Web Scraping Library Based on Selenium


Keywords
automation, orm, raccy, scraping, scrawler, selenium, web, web-automation, web-scraping
License
Apache-2.0
Install
pip install raccy==2.0.0

Documentation

RACCY

OVERVIEW

Raccy is a multithreaded web scraping library based on selenium. It can be used for web automation, web scraping, and data mining.

REQUIREMENTS

  • Python 3.7+
  • Works on Linux, Windows, and Mac

ARCHITECTURE OVERVIEW

  • UrlDownloaderWorker: resonsible for downloading item(s) to be scraped urls and enqueue(s) them in ItemUrlQueue

  • ItemUrlQueue: receives item urls from UrlDownloaderWorker and enqueues them for feeding them to CrawlerWorker

  • CrawlerWorker: fetches item web pages and scrapes or extract data from them and enqueues the data in DatabaseQueue

  • DatabaseQueue: receives scraped item data from CrawlerWorker(s) and enques them for feeding them to DatabaseWorker.

  • DatabaseWorker: receives scraped data from DatabaseQueue and stores it in a persistent database.

INSTALL

pip install raccy

TUTORIAL

from raccy import (
    UrlDownloaderWorker, CrawlerWorker, DatabaseWorker, WorkersManager
)
import ro as model
from selenium import webdriver
from shutil import which

config = model.Config()
config.DATABASE = model.SQLiteDatabase('quotes.sqlite3')


class Quote(model.Model):
    quote_id = model.PrimaryKeyField()
    quote = model.TextField()
    author = model.CharField(max_length=100)


class UrlDownloader(UrlDownloaderWorker):
    start_url = 'https://quotes.toscrape.com/page/1/'
    max_url_download = 10

    def job(self):
        url = self.driver.current_url
        self.url_queue.put(url)
        self.follow(xpath="//a[contains(text(), 'Next')]", callback=self.job)


class Crawler(CrawlerWorker):

    def parse(self, url):
        self.driver.get(url)
        quotes = self.driver.find_elements_by_xpath("//div[@class='quote']")
        for q in quotes:
            quote = q.find_element_by_xpath(".//span[@class='text']").text
            author = q.find_element_by_xpath(".//span/small").text

            data = {
                'quote': quote,
                'author': author
            }
            self.log.info(data)
            self.db_queue.put(data)


class Db(DatabaseWorker):

    def save(self, data):
        Quote.objects.create(**data)


def get_driver():
    driver_path = which('.\\chromedriver.exe')
    options = webdriver.ChromeOptions()
    options.add_argument('--headless')
    options.add_argument("--start-maximized")
    driver = webdriver.Chrome(executable_path=driver_path, options=options)
    return driver


if __name__ == '__main__':
    manager = WorkersManager()
    manager.add_driver(get_driver)
    manager.start()
    print('Done scraping...........')

Author

  • Afriyie Daniel

Hope You Enjoy Using It !!!!

What this exercise asks
a - Which Python version does the Raccy documentation list as a requirement?
b - Please reproduce the Raccy documentation, everything from "self.db_queue.put(data)" down to "driver_path = which('.\\chromedriver.exe')".

[Records from a collection]
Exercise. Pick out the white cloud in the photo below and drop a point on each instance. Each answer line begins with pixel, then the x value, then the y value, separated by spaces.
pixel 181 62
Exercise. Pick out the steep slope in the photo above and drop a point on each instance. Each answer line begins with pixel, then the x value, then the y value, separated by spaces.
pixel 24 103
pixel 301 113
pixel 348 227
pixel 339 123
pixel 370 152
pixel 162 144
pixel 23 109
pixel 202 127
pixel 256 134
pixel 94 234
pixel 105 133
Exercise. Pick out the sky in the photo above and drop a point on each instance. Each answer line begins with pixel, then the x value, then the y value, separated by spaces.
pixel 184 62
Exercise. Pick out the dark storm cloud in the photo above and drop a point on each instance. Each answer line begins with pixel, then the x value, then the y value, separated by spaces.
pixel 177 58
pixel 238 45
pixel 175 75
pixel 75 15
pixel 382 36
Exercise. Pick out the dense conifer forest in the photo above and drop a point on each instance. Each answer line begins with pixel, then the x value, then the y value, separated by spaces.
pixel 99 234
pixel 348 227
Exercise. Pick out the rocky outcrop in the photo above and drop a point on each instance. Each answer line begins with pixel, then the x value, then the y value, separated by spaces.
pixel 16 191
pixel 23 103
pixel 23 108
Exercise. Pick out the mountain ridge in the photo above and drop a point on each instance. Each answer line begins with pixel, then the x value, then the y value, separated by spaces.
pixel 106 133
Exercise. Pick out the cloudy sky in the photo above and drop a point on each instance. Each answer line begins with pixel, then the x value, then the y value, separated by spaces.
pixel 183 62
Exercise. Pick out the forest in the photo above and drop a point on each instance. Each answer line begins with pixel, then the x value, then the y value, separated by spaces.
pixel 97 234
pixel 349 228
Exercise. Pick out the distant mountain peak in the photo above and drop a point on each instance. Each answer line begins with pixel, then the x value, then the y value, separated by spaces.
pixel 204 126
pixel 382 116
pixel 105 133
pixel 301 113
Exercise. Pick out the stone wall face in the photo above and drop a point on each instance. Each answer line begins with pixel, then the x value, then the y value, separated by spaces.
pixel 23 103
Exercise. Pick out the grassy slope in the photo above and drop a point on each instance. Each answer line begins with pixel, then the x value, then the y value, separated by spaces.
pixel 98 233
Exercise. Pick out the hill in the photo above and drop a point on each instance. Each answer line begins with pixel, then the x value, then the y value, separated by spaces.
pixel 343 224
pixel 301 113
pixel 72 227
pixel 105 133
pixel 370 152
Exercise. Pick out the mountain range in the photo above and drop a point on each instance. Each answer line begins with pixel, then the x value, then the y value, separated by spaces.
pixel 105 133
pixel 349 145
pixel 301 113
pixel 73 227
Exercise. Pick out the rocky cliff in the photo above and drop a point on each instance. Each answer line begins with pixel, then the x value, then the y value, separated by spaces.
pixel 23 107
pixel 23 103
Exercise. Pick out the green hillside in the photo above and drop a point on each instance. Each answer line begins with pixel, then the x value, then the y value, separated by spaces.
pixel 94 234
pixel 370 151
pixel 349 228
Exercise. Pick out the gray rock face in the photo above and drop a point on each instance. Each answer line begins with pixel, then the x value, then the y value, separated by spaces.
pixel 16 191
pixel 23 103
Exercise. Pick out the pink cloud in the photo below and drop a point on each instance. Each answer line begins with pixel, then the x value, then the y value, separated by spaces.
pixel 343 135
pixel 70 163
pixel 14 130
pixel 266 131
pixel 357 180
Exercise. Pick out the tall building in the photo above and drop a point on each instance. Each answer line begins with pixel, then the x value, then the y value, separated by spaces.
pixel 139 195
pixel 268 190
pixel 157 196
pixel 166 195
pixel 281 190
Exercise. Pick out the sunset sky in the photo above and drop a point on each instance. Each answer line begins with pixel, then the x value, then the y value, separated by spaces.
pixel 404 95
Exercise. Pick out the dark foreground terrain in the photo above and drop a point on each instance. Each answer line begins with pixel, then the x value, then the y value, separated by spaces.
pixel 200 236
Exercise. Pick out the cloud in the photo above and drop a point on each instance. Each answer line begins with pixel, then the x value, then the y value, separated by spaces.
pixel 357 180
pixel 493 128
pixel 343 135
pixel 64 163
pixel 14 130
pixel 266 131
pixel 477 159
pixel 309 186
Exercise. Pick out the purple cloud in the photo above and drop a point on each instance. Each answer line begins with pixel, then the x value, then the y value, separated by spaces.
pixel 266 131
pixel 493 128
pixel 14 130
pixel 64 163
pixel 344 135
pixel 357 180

Answers in order
a - Python 3.7+

b -
self.db_queue.put(data)


class Db(DatabaseWorker):

    def save(self, data):
        Quote.objects.create(**data)


def get_driver():
    driver_path = which('.\\chromedriver.exe')